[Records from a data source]
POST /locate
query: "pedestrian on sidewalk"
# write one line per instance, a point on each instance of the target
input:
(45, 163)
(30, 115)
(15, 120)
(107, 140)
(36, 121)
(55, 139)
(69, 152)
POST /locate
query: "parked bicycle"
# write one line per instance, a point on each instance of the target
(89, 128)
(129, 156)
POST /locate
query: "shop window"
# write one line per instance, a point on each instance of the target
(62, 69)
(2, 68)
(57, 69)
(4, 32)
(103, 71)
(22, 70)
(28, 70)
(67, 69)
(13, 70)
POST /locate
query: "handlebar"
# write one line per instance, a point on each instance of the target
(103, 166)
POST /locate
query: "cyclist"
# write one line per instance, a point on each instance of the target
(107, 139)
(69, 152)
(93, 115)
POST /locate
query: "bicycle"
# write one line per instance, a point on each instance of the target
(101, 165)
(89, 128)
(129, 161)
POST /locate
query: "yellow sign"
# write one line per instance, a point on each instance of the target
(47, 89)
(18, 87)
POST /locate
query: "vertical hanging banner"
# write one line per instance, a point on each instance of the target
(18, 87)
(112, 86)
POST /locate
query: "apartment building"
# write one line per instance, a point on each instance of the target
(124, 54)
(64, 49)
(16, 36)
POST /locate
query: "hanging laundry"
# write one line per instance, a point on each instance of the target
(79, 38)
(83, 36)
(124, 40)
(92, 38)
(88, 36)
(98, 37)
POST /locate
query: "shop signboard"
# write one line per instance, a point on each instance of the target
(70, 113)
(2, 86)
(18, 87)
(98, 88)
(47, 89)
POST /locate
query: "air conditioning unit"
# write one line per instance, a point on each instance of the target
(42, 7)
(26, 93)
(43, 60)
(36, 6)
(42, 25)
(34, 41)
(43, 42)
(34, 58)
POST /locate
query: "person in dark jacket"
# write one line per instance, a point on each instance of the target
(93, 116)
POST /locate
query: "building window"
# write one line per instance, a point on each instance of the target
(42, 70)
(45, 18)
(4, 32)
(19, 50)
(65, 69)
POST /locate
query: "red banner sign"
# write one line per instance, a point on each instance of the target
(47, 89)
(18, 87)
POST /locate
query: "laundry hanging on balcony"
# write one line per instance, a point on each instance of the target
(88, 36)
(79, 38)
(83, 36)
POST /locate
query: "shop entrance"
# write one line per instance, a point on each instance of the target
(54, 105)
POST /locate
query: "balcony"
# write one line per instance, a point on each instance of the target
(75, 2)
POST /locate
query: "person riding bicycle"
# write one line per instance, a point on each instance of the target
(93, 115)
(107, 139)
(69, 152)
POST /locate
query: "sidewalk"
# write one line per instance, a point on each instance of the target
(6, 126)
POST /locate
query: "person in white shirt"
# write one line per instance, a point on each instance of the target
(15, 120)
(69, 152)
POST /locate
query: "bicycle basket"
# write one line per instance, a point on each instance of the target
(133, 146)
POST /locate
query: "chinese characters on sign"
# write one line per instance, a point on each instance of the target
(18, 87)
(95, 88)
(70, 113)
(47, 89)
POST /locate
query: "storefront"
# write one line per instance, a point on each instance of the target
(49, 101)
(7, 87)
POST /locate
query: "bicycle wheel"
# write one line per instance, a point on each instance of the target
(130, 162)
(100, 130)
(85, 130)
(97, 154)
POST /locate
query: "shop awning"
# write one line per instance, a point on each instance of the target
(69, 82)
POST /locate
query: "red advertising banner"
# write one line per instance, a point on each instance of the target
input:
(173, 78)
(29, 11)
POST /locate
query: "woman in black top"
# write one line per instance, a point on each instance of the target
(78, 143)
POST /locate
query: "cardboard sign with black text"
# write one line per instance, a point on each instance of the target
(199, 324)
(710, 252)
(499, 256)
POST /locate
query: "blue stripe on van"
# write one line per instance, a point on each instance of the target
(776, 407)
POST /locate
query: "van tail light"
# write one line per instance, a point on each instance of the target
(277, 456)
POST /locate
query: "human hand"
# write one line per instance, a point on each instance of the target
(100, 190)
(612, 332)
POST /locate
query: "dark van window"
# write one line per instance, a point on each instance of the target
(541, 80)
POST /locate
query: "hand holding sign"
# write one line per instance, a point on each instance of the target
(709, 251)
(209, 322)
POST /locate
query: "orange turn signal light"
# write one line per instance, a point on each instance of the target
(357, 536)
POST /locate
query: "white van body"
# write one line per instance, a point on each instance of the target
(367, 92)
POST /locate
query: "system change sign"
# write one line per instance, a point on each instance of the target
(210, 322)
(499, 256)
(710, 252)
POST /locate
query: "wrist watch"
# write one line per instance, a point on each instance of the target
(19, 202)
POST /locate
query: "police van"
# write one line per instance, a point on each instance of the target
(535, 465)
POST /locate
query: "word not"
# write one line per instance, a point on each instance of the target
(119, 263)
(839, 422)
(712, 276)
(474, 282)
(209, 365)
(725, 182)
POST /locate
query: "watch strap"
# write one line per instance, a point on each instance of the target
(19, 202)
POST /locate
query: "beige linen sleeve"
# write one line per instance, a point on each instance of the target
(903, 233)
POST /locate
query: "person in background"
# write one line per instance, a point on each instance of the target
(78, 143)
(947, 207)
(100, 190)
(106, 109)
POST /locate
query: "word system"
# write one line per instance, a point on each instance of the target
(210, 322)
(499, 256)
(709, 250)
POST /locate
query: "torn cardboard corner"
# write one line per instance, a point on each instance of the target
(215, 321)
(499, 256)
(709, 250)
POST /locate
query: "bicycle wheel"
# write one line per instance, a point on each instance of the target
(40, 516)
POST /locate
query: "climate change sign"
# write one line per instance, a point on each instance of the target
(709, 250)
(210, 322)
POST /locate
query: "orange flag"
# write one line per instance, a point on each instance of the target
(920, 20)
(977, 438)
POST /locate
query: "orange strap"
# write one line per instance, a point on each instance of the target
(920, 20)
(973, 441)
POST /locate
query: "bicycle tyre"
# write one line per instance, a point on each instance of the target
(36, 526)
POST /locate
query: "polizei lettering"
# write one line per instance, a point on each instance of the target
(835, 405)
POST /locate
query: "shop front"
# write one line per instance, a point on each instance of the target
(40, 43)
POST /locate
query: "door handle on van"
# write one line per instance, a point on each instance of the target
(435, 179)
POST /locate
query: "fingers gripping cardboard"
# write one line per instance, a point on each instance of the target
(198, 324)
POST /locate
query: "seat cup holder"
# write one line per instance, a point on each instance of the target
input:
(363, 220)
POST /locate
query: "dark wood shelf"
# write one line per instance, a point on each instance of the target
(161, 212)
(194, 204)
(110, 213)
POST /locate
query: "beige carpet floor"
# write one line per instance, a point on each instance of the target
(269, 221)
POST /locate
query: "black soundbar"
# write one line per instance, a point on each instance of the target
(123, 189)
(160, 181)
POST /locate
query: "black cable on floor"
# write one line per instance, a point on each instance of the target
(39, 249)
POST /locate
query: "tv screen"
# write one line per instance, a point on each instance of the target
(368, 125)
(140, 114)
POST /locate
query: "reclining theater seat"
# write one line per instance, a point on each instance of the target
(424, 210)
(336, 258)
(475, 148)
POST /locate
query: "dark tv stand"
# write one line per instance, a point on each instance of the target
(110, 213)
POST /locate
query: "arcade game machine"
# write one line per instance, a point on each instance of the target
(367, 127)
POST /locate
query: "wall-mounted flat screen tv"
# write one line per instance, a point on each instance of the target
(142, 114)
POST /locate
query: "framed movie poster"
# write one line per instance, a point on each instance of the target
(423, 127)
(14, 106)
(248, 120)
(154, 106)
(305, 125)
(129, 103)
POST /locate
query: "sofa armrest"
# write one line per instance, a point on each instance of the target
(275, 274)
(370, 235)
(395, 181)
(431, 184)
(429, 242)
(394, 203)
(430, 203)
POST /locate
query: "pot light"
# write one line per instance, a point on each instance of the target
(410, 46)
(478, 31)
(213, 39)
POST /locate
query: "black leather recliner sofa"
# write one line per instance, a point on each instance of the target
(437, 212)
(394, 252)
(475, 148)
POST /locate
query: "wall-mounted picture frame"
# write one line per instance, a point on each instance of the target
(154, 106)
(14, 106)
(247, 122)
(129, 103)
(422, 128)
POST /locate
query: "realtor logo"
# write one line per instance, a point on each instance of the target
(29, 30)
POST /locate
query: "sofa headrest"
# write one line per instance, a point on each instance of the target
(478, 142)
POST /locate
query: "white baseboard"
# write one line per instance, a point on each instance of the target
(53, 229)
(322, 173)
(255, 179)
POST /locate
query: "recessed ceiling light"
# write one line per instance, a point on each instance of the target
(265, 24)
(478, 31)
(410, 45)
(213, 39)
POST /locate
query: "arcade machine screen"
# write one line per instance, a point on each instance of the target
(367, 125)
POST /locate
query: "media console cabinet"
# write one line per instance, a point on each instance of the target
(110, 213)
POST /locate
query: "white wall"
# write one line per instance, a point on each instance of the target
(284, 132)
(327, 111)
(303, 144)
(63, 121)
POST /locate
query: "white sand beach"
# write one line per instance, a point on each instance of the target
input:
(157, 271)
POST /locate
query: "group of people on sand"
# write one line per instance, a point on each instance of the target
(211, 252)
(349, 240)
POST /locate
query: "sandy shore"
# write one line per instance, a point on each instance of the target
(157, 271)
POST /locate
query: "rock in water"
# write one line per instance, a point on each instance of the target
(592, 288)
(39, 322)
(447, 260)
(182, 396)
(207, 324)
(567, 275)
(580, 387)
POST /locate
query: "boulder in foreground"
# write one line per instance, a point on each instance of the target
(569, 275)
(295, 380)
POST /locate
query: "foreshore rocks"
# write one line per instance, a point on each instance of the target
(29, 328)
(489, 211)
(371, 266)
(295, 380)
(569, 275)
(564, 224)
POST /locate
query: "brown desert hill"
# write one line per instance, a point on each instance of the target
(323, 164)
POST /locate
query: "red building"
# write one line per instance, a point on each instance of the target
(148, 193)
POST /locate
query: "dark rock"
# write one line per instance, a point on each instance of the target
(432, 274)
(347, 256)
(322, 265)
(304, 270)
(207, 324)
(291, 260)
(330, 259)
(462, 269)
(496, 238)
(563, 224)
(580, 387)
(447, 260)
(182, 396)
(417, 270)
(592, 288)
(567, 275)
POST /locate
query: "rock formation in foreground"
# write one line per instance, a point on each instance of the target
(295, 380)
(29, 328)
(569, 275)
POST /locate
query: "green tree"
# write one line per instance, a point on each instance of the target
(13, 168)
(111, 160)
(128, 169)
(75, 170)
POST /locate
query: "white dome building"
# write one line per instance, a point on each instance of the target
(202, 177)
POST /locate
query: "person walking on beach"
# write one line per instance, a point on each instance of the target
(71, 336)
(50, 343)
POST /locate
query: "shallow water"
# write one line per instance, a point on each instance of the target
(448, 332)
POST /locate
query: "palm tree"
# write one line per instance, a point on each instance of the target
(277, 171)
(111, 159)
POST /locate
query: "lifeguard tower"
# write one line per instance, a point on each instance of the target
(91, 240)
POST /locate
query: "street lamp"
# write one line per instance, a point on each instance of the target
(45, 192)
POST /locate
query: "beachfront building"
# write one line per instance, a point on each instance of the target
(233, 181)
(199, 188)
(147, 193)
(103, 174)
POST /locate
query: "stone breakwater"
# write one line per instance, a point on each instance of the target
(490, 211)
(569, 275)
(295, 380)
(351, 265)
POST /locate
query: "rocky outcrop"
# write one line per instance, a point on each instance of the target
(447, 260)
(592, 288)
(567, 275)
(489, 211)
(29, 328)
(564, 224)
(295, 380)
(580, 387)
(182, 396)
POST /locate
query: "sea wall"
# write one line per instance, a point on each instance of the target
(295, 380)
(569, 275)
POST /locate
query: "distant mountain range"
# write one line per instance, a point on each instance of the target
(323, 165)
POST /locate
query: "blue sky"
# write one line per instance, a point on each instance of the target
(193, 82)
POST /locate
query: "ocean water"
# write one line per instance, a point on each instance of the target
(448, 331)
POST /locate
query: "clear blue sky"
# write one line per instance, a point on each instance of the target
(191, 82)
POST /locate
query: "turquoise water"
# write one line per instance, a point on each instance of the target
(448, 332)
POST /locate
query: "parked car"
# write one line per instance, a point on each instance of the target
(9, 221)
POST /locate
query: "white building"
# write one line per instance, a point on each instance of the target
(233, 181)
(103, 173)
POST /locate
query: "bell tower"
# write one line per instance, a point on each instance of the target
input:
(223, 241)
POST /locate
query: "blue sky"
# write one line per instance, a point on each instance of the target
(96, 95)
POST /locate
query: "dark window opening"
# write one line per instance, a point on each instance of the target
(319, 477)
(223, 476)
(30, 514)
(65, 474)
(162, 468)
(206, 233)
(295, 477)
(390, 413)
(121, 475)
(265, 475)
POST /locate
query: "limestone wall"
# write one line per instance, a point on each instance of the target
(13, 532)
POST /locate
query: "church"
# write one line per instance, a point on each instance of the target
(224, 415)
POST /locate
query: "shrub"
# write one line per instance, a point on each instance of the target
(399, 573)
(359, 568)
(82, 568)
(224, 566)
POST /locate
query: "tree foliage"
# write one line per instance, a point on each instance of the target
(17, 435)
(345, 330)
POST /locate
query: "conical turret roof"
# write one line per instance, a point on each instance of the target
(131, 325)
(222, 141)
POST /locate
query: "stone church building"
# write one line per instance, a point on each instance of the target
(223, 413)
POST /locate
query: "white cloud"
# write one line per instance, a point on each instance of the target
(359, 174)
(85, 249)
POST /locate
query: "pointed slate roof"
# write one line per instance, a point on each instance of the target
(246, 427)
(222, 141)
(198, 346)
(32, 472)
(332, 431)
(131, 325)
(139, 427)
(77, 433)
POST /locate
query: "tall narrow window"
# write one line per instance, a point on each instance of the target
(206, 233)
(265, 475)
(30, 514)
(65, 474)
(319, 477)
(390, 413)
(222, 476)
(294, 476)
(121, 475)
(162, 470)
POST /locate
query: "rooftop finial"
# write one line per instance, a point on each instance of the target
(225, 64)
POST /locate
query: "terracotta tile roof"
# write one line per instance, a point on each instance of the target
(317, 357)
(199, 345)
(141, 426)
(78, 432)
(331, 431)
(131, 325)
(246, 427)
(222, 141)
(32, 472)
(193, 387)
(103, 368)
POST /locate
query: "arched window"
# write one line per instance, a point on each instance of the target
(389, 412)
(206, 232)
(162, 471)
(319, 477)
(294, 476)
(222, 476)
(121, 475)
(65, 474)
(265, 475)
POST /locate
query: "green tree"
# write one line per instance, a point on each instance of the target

Instructions for the task: Pick out every line in the material above that contains the string "bicycle", and copy each of those lines in full.

Written answer:
query: "parked bicycle"
query: "bicycle"
query: "person riding bicycle"
query: "bicycle basket"
query: "bicycle wheel"
query: "bicycle wheel"
query: "bicycle tyre"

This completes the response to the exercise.